◆ Text segment ◆
• • • • •

Staples Hill holds a large population of grey squirrels. They are of
course found everywhere in the Forest - the last reds died out about 1960.
Attempts were made by the Forest authorities to exterminate the greys,
but this was given up as hopeless in about 1965. The Staples Hill squirrels
not only feed on woodland products, especially beechmast and hornbeam
seeds, but also cross the road to raid dustbins, gardens, and even kitchens.
In this way, they extend their food supply and active season, and thus
their numbers, and can often be seen re-crossing the road with a crust
of bread or biscuit in their jaws. The Staples Hill squirrels are also
very vocal. Fred Speakman, the High Beech naturalist, wrote of squirrels
emitting tiny sounds, inaudible within a few feet, but the population
on Staples Hill, possibly because of its density, can often be heard churring
and chirruping at full volume.
Walk 2 Three Ponds
Start point: Staples Road Pond. Distance: 2.3 miles. Time, 50 min. approx.
Terrain: mostly level or with gentle rises, ground more firm than on many
Forest walks. Refreshments: as walk 1.
From the middle of the Staples Road dam (walk 1) follow the path along
the bank left. For details of the Reservoir, or Staples Road pond, see
walk 1. Walk between two metal posts, and go straight ahead between the
trees, until you come out very shortly on to a wide, unsurfaced, path.

• • • • •

◆ Dataset records ◆
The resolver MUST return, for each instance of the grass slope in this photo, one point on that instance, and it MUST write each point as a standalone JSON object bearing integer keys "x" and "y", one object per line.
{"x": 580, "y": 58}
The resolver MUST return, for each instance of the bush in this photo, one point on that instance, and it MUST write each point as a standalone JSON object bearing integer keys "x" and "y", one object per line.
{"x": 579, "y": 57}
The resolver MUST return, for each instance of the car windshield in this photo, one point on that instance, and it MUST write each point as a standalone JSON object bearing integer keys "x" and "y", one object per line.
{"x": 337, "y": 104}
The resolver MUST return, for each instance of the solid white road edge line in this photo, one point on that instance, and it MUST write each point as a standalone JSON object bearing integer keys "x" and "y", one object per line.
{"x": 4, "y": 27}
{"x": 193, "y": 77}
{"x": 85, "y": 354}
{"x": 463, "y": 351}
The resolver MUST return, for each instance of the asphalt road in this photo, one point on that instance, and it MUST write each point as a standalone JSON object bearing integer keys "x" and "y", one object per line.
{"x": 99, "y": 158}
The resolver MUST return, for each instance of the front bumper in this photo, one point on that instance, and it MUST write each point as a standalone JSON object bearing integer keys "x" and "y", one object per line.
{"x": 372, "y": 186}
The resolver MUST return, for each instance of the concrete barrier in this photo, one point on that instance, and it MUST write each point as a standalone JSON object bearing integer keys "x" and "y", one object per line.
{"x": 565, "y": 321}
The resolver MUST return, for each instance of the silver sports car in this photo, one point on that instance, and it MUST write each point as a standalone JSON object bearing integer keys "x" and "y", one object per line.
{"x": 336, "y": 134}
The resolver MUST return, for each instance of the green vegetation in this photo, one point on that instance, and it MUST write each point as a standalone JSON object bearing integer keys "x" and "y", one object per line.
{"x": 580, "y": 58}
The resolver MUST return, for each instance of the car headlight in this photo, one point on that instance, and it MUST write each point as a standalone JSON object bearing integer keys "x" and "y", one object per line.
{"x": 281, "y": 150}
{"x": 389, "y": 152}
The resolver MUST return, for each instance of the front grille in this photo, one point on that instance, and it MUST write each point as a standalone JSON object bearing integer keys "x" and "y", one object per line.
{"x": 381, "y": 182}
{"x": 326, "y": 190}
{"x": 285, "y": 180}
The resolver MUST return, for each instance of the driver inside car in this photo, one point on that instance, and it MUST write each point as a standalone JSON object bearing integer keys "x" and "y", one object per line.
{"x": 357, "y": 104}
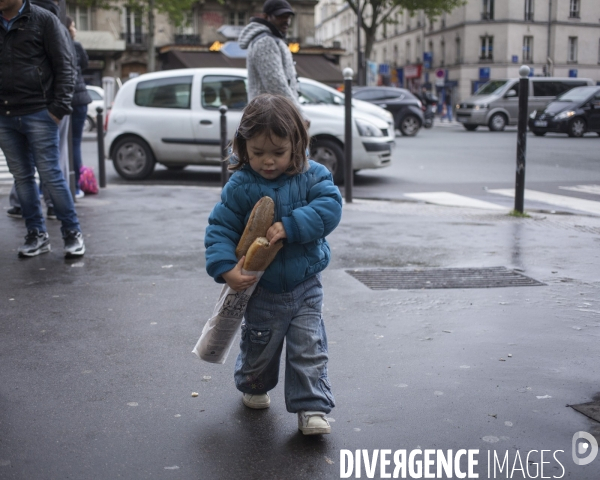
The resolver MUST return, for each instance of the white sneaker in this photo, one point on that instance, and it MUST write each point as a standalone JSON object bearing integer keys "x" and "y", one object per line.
{"x": 313, "y": 423}
{"x": 257, "y": 402}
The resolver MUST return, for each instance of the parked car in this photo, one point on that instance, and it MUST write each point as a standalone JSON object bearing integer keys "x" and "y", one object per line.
{"x": 172, "y": 117}
{"x": 574, "y": 113}
{"x": 97, "y": 95}
{"x": 403, "y": 105}
{"x": 496, "y": 103}
{"x": 313, "y": 92}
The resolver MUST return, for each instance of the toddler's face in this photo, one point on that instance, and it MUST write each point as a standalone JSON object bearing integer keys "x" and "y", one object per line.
{"x": 269, "y": 156}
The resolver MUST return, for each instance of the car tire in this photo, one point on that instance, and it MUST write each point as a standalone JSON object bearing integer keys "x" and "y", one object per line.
{"x": 409, "y": 125}
{"x": 497, "y": 122}
{"x": 133, "y": 159}
{"x": 577, "y": 127}
{"x": 331, "y": 155}
{"x": 88, "y": 124}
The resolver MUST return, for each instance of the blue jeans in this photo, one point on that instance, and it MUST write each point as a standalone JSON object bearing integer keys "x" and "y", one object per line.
{"x": 30, "y": 142}
{"x": 296, "y": 317}
{"x": 78, "y": 120}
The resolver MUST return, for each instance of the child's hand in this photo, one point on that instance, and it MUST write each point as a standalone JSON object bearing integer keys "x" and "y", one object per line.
{"x": 276, "y": 232}
{"x": 238, "y": 281}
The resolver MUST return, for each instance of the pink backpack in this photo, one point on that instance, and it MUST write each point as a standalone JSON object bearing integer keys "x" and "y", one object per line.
{"x": 87, "y": 180}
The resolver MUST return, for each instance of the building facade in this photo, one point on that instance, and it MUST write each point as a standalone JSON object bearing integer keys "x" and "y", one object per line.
{"x": 484, "y": 39}
{"x": 116, "y": 39}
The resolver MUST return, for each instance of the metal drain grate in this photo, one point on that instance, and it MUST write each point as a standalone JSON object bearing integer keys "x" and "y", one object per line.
{"x": 396, "y": 279}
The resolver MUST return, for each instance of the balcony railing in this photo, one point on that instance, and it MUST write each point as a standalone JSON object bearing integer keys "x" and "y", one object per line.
{"x": 187, "y": 39}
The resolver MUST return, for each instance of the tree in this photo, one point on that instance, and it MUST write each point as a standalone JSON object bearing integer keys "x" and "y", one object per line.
{"x": 380, "y": 11}
{"x": 176, "y": 10}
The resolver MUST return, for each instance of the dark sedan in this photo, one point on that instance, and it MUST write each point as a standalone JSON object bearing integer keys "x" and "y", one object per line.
{"x": 404, "y": 106}
{"x": 574, "y": 113}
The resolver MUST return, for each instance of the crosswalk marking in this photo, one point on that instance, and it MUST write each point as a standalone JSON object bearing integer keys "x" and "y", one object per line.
{"x": 593, "y": 189}
{"x": 588, "y": 206}
{"x": 454, "y": 200}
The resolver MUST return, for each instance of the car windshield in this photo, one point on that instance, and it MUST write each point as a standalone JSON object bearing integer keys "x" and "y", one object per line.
{"x": 491, "y": 87}
{"x": 578, "y": 94}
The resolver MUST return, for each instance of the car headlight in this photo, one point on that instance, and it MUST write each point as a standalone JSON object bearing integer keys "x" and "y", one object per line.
{"x": 563, "y": 115}
{"x": 367, "y": 129}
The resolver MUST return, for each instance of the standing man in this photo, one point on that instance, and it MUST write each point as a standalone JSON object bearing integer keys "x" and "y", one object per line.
{"x": 37, "y": 75}
{"x": 269, "y": 61}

• • • • •

◆ Complete the following ◆
1. According to the text on Staples Hill and its walks, which places do the Staples Hill squirrels cross the road to raid?
2. In the text on Staples Hill and its walks, when did the last red squirrels die out in the Forest?
3. Carry on the text on Staples Hill and its walks from its final sentence, with the next steps of Walk 2.

◆ Answers to the exercises ◆
1. Dustbins, gardens, and kitchens.

2. About 1960.

3.
Turn right on to this path, and continue gently uphill, between beeches
and holly, until you come to the wide, gravelled, Green Ride. Turn left
on to the Ride, walking between stands of beech and oak, many of which
post-date the lopping era, and are therefore spear trees. In about 10
minutes from the start, you reach the Earls Path car park, either side
of the Loughton - High Beech road. Take care in crossing the road: there
is no speed limit at this point, and cars tend to speed down the hill.
This area, to the north of Earl's Path, was one of those cleared and
parcelled out into ¼ acre building plots in the 1860s. Fortunately,
no actual building took place, and with the passing of the Epping Forest
Act of 1878, and the subsequent arbitration by Sir Arthur Hobhouse, all
these plots were returned to the Forest.
Earls Path Pond is on the south side of the road. Like all the ponds
in the Forest, it is man-made, but whereas Staples Road Pond was dug for
flood control, that at Earls Path was excavated for gravel extraction,
and was formed about 1890. Each parish had to maintain its own roads,
and good sources of road metal in the form of gravel were very much sought
after. The parish sometimes gave work to unemployed labourers in digging
out and carting the gravel, and Earls Path, where the pit was adjacent
to a road, must have been convenient for this purpose.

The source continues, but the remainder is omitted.